WHAT THE TASK REQUIRES
Reproduce the material that follows exactly, with no line left out.
(Beginning of TASK DATA)
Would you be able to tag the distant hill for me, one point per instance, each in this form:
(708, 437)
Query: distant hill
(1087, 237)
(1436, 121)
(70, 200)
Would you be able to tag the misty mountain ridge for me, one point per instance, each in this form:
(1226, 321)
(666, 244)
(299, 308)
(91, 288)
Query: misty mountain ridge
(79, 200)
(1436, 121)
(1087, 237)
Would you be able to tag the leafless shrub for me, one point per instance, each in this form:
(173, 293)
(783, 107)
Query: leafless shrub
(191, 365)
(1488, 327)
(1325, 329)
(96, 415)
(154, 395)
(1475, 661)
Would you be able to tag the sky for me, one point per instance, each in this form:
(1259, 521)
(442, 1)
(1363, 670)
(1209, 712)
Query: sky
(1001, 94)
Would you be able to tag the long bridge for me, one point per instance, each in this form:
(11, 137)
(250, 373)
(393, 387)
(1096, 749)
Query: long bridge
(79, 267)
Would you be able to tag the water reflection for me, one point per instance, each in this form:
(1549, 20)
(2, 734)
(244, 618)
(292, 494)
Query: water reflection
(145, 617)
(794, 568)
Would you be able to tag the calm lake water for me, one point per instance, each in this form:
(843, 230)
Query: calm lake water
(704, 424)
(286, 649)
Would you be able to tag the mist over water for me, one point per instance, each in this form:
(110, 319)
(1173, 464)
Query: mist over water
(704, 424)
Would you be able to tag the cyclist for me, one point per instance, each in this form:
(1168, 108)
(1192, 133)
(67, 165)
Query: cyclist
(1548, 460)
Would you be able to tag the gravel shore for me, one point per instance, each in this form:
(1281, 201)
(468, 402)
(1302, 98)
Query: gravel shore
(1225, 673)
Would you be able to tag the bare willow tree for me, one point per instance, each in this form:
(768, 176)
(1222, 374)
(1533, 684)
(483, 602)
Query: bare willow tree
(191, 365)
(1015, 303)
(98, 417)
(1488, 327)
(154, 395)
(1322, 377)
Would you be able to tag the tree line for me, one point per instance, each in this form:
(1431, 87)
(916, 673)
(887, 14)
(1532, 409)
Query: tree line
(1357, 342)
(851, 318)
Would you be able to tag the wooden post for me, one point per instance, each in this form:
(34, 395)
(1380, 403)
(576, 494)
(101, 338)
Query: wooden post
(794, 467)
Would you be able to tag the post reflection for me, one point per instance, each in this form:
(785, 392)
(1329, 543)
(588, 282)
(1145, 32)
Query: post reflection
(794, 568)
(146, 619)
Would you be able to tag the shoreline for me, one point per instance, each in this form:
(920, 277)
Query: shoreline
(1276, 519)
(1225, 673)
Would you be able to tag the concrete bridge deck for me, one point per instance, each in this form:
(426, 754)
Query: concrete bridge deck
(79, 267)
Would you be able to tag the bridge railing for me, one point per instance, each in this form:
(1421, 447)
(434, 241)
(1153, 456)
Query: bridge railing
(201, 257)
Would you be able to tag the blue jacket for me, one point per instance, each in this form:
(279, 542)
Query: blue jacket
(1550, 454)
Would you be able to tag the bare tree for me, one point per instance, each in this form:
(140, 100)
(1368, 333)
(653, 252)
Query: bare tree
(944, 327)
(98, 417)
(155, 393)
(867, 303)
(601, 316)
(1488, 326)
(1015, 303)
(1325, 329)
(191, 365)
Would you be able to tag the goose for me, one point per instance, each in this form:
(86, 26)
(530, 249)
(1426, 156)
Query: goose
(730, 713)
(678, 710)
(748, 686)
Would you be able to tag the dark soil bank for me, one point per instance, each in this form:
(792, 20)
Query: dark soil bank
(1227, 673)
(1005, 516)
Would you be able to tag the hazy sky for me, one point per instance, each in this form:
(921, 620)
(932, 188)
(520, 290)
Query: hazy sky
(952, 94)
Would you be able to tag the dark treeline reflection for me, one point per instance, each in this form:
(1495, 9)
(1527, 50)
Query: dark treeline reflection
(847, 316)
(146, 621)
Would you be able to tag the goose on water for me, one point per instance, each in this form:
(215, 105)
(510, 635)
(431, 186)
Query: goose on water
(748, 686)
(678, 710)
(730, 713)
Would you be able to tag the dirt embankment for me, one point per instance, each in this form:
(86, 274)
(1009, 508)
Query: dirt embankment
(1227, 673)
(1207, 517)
(End of TASK DATA)
ANSWER BOX
Would you be able to tag the distant hill for me, one point per instance, each in this form:
(708, 437)
Query: distant hill
(1087, 237)
(1436, 121)
(70, 200)
Would you be able to tag the misty mountain ridge for me, one point per instance, each in this form:
(1226, 321)
(666, 244)
(299, 308)
(91, 288)
Query: misty mountain ridge
(79, 200)
(1436, 121)
(1087, 237)
Would you be able to tag the leafless shrub for me, one point per instance, each in this form:
(173, 293)
(783, 107)
Query: leafless shrub
(191, 365)
(1488, 327)
(1325, 329)
(96, 415)
(154, 395)
(1475, 661)
Would you be able to tag the sky for me, one point per instance, each in this form:
(1259, 521)
(442, 1)
(1363, 670)
(1209, 712)
Query: sky
(1001, 94)
Would you be able to tag the long bridge for me, one point per instance, each in this form:
(11, 137)
(250, 373)
(393, 387)
(1096, 749)
Query: long bridge
(79, 267)
Would you be able to tag the water reflection for me, one point per instance, each in this form:
(1549, 20)
(2, 734)
(244, 618)
(292, 494)
Query: water reflection
(145, 617)
(794, 568)
Would you be able to tag the calm lake water for me, one point per instance, each in this form:
(843, 230)
Query: calm lake water
(704, 424)
(286, 649)
Would you be able to tag the mist over water for me, one point per instance, each in this form:
(110, 319)
(1173, 464)
Query: mist over water
(704, 424)
Would you be able to tag the cyclist for me, one point per instance, each in this form:
(1168, 108)
(1192, 133)
(67, 165)
Query: cyclist
(1548, 460)
Would you be able to tag the gravel shore for me, one point per instance, each in this form:
(1281, 201)
(468, 402)
(1302, 98)
Query: gravel shore
(1225, 673)
Would you be able to tag the bare willow tree for me, one point per instance, each in this form:
(768, 176)
(1222, 374)
(1533, 684)
(483, 602)
Query: bare willow tree
(191, 365)
(1015, 303)
(98, 417)
(1488, 327)
(154, 395)
(1322, 377)
Would you be able to tag the tree line for me, one point per instance, each in this form:
(1431, 87)
(916, 673)
(887, 14)
(1532, 409)
Query: tree line
(1357, 342)
(851, 318)
Would you be able to tag the wooden post for me, one point per instance, each in this form:
(34, 395)
(1380, 403)
(576, 494)
(101, 338)
Query: wooden post
(794, 467)
Would you be able to tag the post reflection for me, one point per instance, each in this form:
(785, 392)
(1329, 543)
(588, 282)
(1145, 32)
Query: post reflection
(794, 568)
(146, 619)
Would you be able to tag the shoreline for me, one point per instance, each in this form:
(920, 277)
Query: shoreline
(1276, 519)
(1225, 673)
Would you be able to tag the concrete bridge deck for me, one point per instance, each in this form:
(426, 754)
Query: concrete bridge deck
(79, 267)
Would you be able to tag the bridge railing for me, one point per instance, each in this form:
(1421, 447)
(434, 241)
(1153, 456)
Query: bridge railing
(201, 257)
Would you be able to tag the blue jacket for me, one point per instance, each in this form:
(279, 542)
Query: blue jacket
(1550, 454)
Would you be able to tag the bare tree for me, one point per instance, each in this form:
(140, 100)
(1368, 333)
(653, 252)
Query: bare tree
(944, 327)
(98, 417)
(155, 393)
(867, 303)
(601, 316)
(1488, 326)
(1015, 303)
(1325, 329)
(191, 365)
Would you be able to tag the goose for me, one point per instance, each in this form:
(86, 26)
(530, 249)
(1426, 156)
Query: goose
(730, 713)
(678, 710)
(748, 686)
Would you be able to tag the dark soil bank for me, one point per instance, each in this form:
(792, 20)
Query: dark soil bank
(1227, 673)
(1005, 516)
Would you be able to tag the hazy sky for me, one point per instance, each in this form:
(921, 620)
(932, 188)
(520, 290)
Query: hazy sky
(952, 94)
Would you be able to tag the dark treeline reflection for me, one point per instance, each in this form:
(1495, 9)
(1527, 50)
Query: dark treeline reflection
(847, 316)
(146, 621)
Would you be able to tag the goose on water for me, one point per instance, each in this form:
(215, 105)
(510, 635)
(431, 186)
Query: goose on water
(748, 686)
(678, 710)
(730, 713)
Would you be able to tag the dirt embankment for me, one point per instance, each in this form:
(86, 274)
(1009, 508)
Query: dirt embankment
(1227, 673)
(1207, 517)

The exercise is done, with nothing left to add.